→ AIM OF THE TASK
Repeat exactly each line of the material, starting from the line that contains "Identify the large" and finishing with the final line.

→ DATA TO PROCESS
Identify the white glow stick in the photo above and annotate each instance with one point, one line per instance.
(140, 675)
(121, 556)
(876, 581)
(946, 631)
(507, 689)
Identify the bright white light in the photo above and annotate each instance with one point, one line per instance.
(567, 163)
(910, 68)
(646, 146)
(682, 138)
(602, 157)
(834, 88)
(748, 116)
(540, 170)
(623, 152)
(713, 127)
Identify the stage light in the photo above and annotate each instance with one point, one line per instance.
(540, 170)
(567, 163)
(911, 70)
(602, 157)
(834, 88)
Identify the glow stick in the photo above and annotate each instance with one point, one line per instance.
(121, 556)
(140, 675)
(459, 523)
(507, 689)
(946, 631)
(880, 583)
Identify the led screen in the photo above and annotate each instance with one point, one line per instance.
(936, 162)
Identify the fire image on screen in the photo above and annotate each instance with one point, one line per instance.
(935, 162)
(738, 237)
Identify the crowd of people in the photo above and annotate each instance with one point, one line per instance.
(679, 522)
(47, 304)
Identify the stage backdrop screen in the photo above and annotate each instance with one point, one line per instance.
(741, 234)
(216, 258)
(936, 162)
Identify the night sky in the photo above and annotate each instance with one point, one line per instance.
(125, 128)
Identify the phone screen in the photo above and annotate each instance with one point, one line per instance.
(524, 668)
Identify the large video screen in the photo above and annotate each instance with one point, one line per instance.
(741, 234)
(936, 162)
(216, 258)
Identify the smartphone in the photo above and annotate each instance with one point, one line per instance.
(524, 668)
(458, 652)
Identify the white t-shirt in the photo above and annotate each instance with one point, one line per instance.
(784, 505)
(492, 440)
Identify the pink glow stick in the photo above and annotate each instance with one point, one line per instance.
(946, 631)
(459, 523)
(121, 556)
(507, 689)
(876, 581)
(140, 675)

→ WORKED SOLUTION
Identify the large video screen in the photo above and annotate each instance with one point, one line per instance.
(741, 234)
(936, 162)
(216, 258)
Identify the smartphone in the photo above and annotate each instance with one point, one line per instance.
(524, 668)
(458, 652)
Identify the white t-shirt in the photo above and annotate each instance with one point, one line per instance.
(784, 505)
(492, 440)
Identify the pink glow stick in the photo above and annotate each instance with one point, one line per instance.
(946, 631)
(459, 523)
(121, 556)
(507, 689)
(876, 581)
(140, 675)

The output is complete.